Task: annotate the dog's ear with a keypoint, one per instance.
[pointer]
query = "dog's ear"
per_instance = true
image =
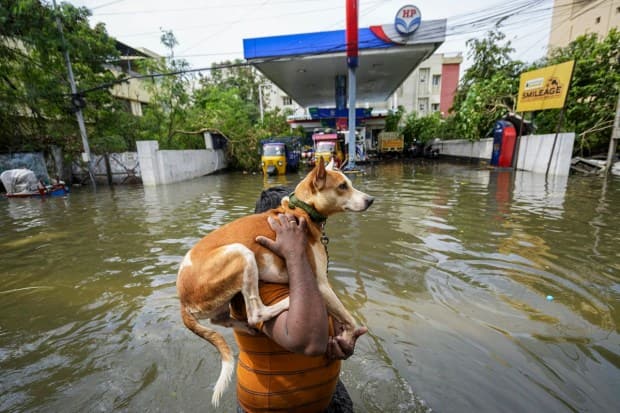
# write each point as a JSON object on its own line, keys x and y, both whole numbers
{"x": 330, "y": 165}
{"x": 320, "y": 176}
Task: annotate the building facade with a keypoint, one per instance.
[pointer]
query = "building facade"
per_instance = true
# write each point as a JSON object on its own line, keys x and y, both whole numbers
{"x": 133, "y": 92}
{"x": 573, "y": 18}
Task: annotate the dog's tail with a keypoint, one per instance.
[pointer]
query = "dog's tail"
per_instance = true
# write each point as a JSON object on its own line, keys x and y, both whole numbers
{"x": 215, "y": 338}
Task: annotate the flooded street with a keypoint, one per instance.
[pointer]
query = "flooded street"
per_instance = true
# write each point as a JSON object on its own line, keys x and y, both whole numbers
{"x": 483, "y": 291}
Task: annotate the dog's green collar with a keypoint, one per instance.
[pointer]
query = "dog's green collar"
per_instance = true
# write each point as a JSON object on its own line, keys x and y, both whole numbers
{"x": 294, "y": 202}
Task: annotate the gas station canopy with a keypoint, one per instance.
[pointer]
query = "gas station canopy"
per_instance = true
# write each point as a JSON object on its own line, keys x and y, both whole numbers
{"x": 306, "y": 66}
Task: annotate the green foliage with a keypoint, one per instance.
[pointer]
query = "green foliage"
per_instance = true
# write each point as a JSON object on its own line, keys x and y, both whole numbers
{"x": 393, "y": 118}
{"x": 489, "y": 88}
{"x": 421, "y": 129}
{"x": 228, "y": 101}
{"x": 591, "y": 100}
{"x": 35, "y": 100}
{"x": 167, "y": 112}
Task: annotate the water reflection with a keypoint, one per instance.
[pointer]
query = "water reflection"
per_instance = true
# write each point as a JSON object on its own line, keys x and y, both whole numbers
{"x": 450, "y": 269}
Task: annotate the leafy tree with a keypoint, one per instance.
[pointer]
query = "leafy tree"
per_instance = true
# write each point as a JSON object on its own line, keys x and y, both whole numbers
{"x": 35, "y": 100}
{"x": 228, "y": 101}
{"x": 170, "y": 101}
{"x": 488, "y": 88}
{"x": 393, "y": 118}
{"x": 591, "y": 100}
{"x": 422, "y": 129}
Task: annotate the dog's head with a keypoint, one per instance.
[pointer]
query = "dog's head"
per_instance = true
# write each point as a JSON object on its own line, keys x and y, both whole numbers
{"x": 329, "y": 191}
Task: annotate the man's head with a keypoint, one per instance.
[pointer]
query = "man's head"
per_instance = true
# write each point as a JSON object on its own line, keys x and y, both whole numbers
{"x": 270, "y": 198}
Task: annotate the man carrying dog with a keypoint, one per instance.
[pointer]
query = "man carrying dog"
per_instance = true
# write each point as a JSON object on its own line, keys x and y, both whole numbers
{"x": 293, "y": 362}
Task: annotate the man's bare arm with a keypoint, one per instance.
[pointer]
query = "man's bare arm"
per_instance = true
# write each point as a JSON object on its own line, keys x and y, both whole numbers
{"x": 304, "y": 327}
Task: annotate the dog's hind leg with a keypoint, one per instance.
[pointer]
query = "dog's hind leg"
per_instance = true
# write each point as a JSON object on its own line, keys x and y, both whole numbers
{"x": 256, "y": 311}
{"x": 223, "y": 318}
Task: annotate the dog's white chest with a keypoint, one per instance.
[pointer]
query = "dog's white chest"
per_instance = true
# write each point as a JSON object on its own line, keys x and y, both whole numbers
{"x": 320, "y": 259}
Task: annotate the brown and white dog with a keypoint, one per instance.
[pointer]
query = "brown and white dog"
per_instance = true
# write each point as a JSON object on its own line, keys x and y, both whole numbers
{"x": 229, "y": 261}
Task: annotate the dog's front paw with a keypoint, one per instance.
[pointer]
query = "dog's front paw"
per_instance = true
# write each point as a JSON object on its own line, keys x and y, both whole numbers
{"x": 246, "y": 328}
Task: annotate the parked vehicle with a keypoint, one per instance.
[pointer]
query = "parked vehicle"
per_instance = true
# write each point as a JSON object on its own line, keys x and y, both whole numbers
{"x": 280, "y": 155}
{"x": 326, "y": 146}
{"x": 23, "y": 183}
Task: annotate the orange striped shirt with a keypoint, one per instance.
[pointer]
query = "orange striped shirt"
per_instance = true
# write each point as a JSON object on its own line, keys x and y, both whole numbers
{"x": 273, "y": 379}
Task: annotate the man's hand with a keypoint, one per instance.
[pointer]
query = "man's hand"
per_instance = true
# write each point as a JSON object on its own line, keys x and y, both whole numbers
{"x": 291, "y": 239}
{"x": 340, "y": 348}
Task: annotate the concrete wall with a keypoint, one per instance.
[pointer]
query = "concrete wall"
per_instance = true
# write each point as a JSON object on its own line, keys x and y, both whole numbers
{"x": 533, "y": 155}
{"x": 463, "y": 148}
{"x": 167, "y": 166}
{"x": 535, "y": 151}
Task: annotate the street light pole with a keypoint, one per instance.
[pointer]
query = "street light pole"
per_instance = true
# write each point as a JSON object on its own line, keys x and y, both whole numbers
{"x": 352, "y": 55}
{"x": 78, "y": 113}
{"x": 615, "y": 137}
{"x": 260, "y": 102}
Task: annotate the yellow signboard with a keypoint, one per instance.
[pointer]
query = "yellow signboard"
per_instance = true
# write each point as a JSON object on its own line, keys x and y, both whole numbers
{"x": 544, "y": 88}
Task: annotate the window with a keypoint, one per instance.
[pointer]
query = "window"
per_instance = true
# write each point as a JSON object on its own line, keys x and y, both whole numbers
{"x": 424, "y": 74}
{"x": 423, "y": 105}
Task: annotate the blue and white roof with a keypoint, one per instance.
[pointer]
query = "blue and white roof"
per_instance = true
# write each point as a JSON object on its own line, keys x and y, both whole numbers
{"x": 305, "y": 65}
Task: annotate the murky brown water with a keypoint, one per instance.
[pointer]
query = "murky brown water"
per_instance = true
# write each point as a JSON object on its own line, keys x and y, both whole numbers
{"x": 449, "y": 269}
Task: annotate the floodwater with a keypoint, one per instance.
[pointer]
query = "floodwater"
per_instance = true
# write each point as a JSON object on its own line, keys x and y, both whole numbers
{"x": 483, "y": 291}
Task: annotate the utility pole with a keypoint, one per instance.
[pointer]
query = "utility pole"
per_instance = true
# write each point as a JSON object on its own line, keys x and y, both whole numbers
{"x": 615, "y": 137}
{"x": 260, "y": 102}
{"x": 352, "y": 62}
{"x": 74, "y": 96}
====
» **Try it**
Read the listing. Copy each line that has the word "tail" in it.

» **Answer to the exercise**
Task: annotate the dog's tail with a keypoint, one per instance.
query = "dog's tail"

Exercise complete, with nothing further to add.